▶ [Requirement]: List every line of the items below that contains the string "chair".

Items from a dataset
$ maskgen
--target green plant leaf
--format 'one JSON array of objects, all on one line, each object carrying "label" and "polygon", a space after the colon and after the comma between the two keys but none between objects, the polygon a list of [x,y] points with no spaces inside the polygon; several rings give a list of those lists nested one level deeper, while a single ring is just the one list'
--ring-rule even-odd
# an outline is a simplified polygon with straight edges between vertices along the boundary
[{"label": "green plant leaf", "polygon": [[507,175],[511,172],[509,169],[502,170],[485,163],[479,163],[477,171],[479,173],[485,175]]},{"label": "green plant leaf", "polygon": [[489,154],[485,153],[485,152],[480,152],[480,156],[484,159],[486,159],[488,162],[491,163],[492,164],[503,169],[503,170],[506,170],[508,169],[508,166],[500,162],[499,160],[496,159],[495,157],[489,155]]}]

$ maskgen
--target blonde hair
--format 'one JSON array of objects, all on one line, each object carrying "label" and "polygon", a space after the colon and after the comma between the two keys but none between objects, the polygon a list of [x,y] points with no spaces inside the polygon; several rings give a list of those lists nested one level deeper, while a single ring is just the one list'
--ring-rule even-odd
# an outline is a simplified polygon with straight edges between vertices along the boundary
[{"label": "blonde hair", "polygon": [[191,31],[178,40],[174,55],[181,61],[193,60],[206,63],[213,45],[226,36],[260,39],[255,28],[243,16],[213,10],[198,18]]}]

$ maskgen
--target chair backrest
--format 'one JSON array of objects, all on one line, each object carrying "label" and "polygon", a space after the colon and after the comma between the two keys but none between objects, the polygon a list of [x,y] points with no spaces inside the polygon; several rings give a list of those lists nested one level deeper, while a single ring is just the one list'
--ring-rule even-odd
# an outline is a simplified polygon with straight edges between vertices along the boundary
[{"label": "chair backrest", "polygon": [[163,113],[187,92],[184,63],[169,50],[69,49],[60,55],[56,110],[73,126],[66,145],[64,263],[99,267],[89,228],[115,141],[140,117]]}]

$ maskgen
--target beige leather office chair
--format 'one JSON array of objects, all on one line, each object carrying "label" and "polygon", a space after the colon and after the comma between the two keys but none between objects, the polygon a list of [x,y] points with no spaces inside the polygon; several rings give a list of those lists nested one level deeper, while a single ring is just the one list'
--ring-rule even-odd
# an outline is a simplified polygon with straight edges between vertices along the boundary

▶ [Expected answer]:
--target chair backrest
[{"label": "chair backrest", "polygon": [[163,113],[187,92],[184,63],[169,50],[69,49],[60,55],[56,110],[73,126],[66,145],[64,263],[99,267],[89,228],[115,141],[140,117]]}]
--target beige leather office chair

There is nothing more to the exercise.